***** Trecho fornecido

Monday, October 26, 2009

O chão

Se eu puder voar
antes de chegar ao chão
o chão voará,

voará por entre as árvores...
que estarão cantando,
A revoada,

o vento e o nada, que são.

E às passadas,

aos saltos e foles,
as notas serão

Como é o vento,

entoando sua canção de ar.

soando o movimento
as vidas que vão,
nas músicas que voam,
Vão levantando vôo
levam a enlevar,
Os vôos,

Tuesday, September 01, 2009

Qualquer coisa

Gosto de escrever nas horas vagas. Mas se escrever é uma tarefa, sinto a preguiça chegando, invadindo a minha sala e me dizendo que está com saudades. No entanto, logo me diverti com a idéia de que posso escrever qualquer coisa. Principalmente quando ficou claro que “qualquer coisa” é uma concessão. “Qualquer coisa” é uma coisa, assim, tipo, sei lá, que tem a ver. Não é qualquer coisa. É uma coisa específica.
Mas então que coisa seria essa?? A princípio, me parece uma coisa liberal, direcionada e objetiva. Só que depois de alguma análise, a coisa pode ser subjetiva também e até mesmo sem uma direção fixa. E como se não bastasse a simples complexidade da coisa toda, a coisa tem lá suas restrições. Enfim, é uma coisa realmente difícil.
E foi pensando nessa dualidade da coisa que surgiram algumas soluções. A primeira foi a mais óbvia. Relembrando a sabedoria popular, sabemos que “uma coisa é uma coisa e outra coisa é outra coisa”. Ou seja, uma coisa é escrever “qualquer coisa”. Outra coisa é escrever uma coisa qualquer. Todavia, não satisfeito com o tratamento simplório dado à questão, surgiu a segunda possível solução: a coisa, nesse caso, seria uma coisa taoísta, que vai além da dualidade desse mundo de concepções equivocadas, incompletas e ilusórias. Para definir “a coisa”, seria necessário entender as nuanças entre muitos extremos e opostos que se sobrepõem, delineando assim o caminho de sua compreensão.

**********
***** Registros fornecidos

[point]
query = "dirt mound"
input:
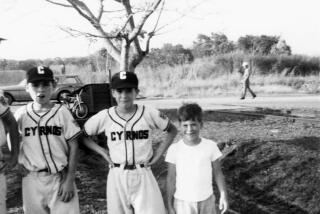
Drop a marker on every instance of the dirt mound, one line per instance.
(275, 176)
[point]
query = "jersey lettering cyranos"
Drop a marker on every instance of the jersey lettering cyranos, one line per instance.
(130, 135)
(42, 130)
(45, 137)
(128, 140)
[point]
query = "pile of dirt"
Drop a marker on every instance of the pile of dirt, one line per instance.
(271, 165)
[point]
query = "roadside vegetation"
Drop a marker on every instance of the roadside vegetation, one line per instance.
(209, 68)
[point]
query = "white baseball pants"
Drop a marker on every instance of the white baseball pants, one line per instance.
(40, 195)
(133, 191)
(201, 207)
(3, 193)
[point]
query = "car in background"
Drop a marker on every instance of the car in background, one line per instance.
(66, 84)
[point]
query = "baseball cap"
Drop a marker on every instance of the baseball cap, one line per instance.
(39, 73)
(124, 79)
(245, 64)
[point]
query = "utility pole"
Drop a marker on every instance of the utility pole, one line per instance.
(2, 39)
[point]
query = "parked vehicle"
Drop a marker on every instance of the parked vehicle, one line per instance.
(65, 85)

**********

:: Sobre a tarefa ::
Copie palavra por palavra a parte do trecho que vai de "soando o movimento" até "uma coisa específica.". Responda com base apenas no trecho.

:: Resultado ::
soando o movimento
as vidas que vão,
nas músicas que voam,
Vão levantando vôo
levam a enlevar,
Os vôos,

Tuesday, September 01, 2009

Qualquer coisa

Gosto de escrever nas horas vagas. Mas se escrever é uma tarefa, sinto a preguiça chegando, invadindo a minha sala e me dizendo que está com saudades. No entanto, logo me diverti com a idéia de que posso escrever qualquer coisa. Principalmente quando ficou claro que “qualquer coisa” é uma concessão. “Qualquer coisa” é uma coisa, assim, tipo, sei lá, que tem a ver. Não é qualquer coisa. É uma coisa específica.